### PROBLEM TO WORK ON
Return each record verbatim, images excluded.

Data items
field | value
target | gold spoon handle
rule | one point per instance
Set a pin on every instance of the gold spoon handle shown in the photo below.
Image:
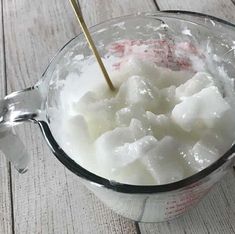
(87, 34)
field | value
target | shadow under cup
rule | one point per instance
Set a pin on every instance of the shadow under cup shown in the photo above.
(189, 41)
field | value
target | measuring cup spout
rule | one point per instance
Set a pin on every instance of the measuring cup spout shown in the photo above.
(16, 108)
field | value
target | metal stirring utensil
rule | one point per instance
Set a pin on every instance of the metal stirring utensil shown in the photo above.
(78, 13)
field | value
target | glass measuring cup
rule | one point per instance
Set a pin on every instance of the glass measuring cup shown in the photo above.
(140, 203)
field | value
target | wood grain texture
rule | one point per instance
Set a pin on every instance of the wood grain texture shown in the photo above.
(216, 213)
(48, 198)
(5, 193)
(224, 9)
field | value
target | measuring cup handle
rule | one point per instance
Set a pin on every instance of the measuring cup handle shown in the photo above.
(16, 108)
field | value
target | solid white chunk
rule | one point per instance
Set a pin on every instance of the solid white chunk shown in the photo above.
(203, 108)
(164, 161)
(129, 152)
(126, 114)
(99, 114)
(194, 85)
(108, 143)
(201, 156)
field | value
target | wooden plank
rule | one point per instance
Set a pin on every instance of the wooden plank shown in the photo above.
(48, 198)
(216, 213)
(5, 192)
(223, 9)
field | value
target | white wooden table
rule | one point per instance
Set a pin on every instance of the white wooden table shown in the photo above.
(49, 198)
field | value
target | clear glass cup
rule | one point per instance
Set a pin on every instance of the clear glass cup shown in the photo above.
(140, 203)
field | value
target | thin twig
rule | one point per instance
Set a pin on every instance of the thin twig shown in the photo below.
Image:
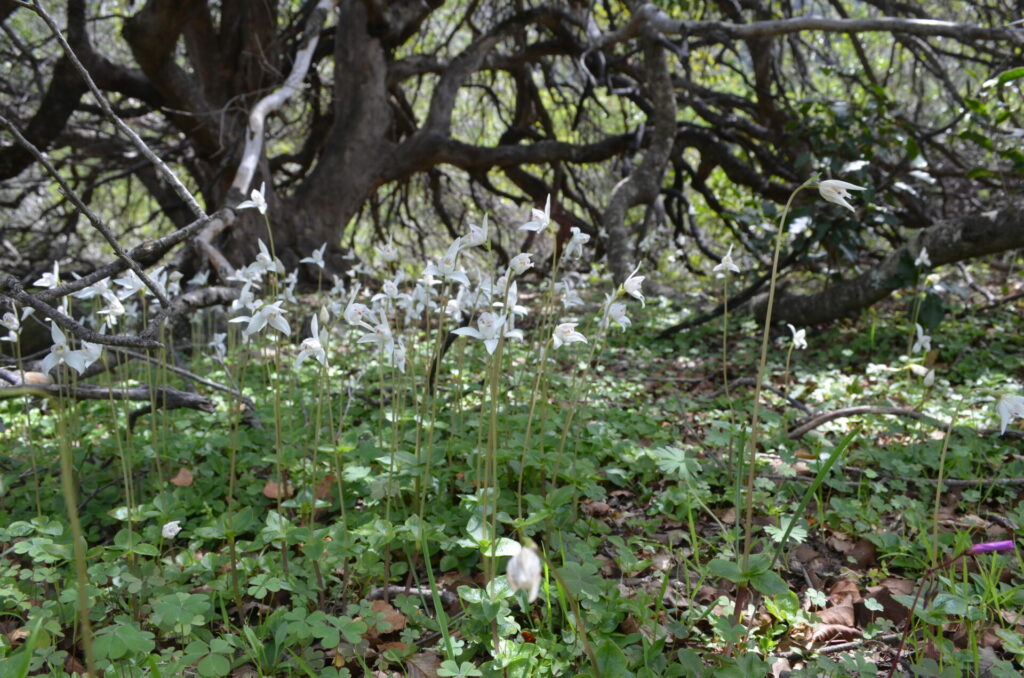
(12, 289)
(93, 218)
(136, 140)
(832, 415)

### SOLVED PROBLEM
field | value
target | gold spoon handle
rule | one point per instance
Set a pin on every instance of the gold spoon handle shown in the photo below.
Image:
(87, 34)
field | value
target | shadow under cup
rule | one point per instance
Set a pin on every instance of the shadow under cup shown in the photo above.
(189, 41)
field | value
target | measuring cup spout
rule | one point per instance
Set a pin on every instance of the measuring cup spout shown in the photo above.
(16, 108)
field | value
target | metal stirring utensil
rule | one point per instance
Set a pin on every instance of the metal stirring utensil shown in the photo above.
(78, 13)
field | value
target | glass measuring cup
rule | one point per instance
Set a pin on every instance of the glass measuring cup shown in the photo above.
(140, 203)
field | value
target | wood grain texture
rule | one point per instance
Set a pin on every instance of the wood grain texture shown in the photo above.
(216, 213)
(48, 198)
(5, 193)
(224, 9)
field | value
target | measuring cup handle
rule | one point per instance
Set a pin on every instance of the measuring cup handle shown in the photo above.
(16, 108)
field | value
target | solid white chunk
rule | one point per instance
Set a pin on every instance of the solid white chunk shown in the photo above.
(203, 108)
(164, 161)
(129, 152)
(126, 114)
(99, 114)
(194, 85)
(108, 143)
(201, 156)
field | value
target | wooden plank
rule | one point per instance
Set a pin on every instance of the wooden plank shown in the photo above.
(48, 198)
(216, 213)
(5, 192)
(223, 9)
field | value
target | white wooden table
rule | one point per instance
Set a pin on every instance of the white wooden table shown in the photo above.
(49, 198)
field | value
target | clear glass cup
rule | one point per instance
Set a pin on every instance of the clear glass cup shown in the photo above.
(140, 203)
field | value
target | thin twig
rule | one point per instance
Set a pin on every instance of the thin twig shown in the photo below.
Image:
(12, 289)
(93, 218)
(136, 140)
(832, 415)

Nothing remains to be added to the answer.